Given task: Rewrite the lines below as a Markdown table with the columns "Row" and "Line", numbering each row and omitting blank lines. Leave the pictures out of the table.
##### Entries supplied #####
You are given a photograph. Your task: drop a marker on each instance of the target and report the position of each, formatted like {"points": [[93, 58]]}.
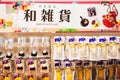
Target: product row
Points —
{"points": [[25, 66], [26, 47], [87, 47], [87, 70]]}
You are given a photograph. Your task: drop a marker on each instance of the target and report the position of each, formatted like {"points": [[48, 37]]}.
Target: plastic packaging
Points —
{"points": [[34, 47], [87, 71], [112, 48], [101, 71], [118, 70], [19, 65], [32, 66], [102, 49], [111, 69], [92, 48], [44, 69], [21, 45], [69, 72], [58, 72], [59, 47], [79, 71], [71, 47], [82, 49]]}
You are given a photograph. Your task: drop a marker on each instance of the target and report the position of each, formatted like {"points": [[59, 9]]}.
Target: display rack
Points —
{"points": [[81, 33], [51, 35]]}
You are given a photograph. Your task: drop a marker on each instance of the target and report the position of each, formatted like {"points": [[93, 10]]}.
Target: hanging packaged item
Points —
#####
Response to the task:
| Row | Line |
|---|---|
| 1 | You are given a photograph. Your task: drop a marker on each instance of the target and report the position of each, formatted like {"points": [[93, 58]]}. |
| 2 | Target: product row |
| 3 | Points — |
| 4 | {"points": [[25, 66], [26, 47], [87, 47], [87, 70]]} |
| 5 | You are given a photograph. Your task: drop a marker on each instance of the target and report the position of each, formatted like {"points": [[48, 37]]}. |
| 6 | Target: plastic packaging |
| 7 | Points — |
| 8 | {"points": [[34, 47], [87, 71], [112, 48], [101, 71], [118, 70], [19, 65], [32, 66], [102, 49], [111, 69], [92, 48], [44, 69], [21, 45], [69, 72], [58, 72], [59, 47], [79, 71], [71, 47], [82, 49]]} |
| 9 | You are given a photograph. Your task: drop a marker on each instance of the target and report the position of each, formatted like {"points": [[59, 9]]}. |
| 10 | Target: display rack |
| 11 | Points — |
| 12 | {"points": [[81, 33], [51, 35]]} |
| 13 | You are given a photograph. Your task: drop a marker on each instance of the target and report the position of each, formatted like {"points": [[93, 10]]}. |
| 14 | Target: hanging packaged item |
| 15 | Points — |